> _TASK GOAL_:
Copy the entries below word for word, starting at the line that contains "Tag every instance of the khaki" and continuing through the last line of the entries.

> _DATA SUPPLIED_:
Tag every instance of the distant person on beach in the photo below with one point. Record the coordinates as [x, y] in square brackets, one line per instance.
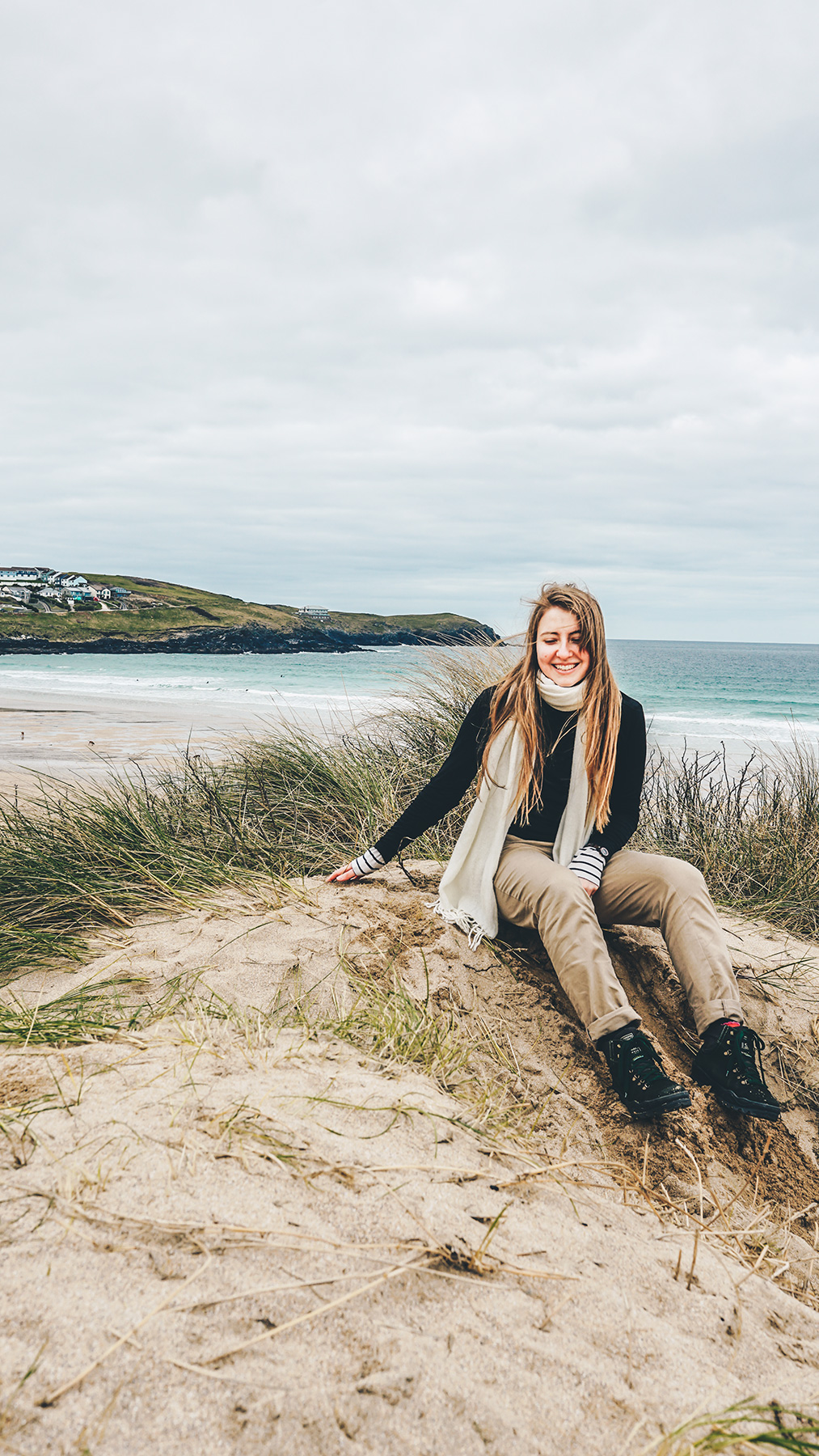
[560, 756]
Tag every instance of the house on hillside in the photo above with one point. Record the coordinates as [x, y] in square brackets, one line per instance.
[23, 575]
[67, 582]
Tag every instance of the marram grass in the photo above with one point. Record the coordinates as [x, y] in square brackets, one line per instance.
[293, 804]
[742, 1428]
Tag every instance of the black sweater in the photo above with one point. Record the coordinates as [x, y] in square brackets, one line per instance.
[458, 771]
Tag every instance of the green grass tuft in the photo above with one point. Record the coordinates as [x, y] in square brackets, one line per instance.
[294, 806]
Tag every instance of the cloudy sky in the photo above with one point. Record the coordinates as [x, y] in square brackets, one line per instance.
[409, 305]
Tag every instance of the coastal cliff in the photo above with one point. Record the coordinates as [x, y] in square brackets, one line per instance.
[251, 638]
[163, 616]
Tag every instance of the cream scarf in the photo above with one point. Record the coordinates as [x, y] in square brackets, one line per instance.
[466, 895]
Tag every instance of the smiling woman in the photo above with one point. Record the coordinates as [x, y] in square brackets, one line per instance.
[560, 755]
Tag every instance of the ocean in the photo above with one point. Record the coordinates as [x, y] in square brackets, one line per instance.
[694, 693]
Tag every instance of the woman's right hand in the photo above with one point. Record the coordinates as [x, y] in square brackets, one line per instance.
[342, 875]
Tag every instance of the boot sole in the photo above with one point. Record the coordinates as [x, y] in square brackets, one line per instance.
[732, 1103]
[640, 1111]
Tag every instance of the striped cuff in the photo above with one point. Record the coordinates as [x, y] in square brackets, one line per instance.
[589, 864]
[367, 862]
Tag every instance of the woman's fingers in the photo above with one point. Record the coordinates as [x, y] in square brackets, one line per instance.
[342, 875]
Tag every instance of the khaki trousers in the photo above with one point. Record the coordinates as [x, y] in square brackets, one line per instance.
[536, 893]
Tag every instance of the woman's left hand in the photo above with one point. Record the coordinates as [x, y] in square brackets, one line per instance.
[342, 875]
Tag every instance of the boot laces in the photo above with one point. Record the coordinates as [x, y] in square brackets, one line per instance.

> _EXPECTED ANSWER_:
Tag every instance of the khaki trousers in the photo above with one point. Record the coordinates as [x, y] in square brackets, one line per instance.
[536, 893]
Tag every instance of the woman's left hand in the photo above with one point. Record the coordinates as [x, y] in square brackets, one line per instance.
[342, 875]
Tag every instance of the boot laces in the photo above with one point. Record the coordinates as [x, y] in square brackets, one line per instance.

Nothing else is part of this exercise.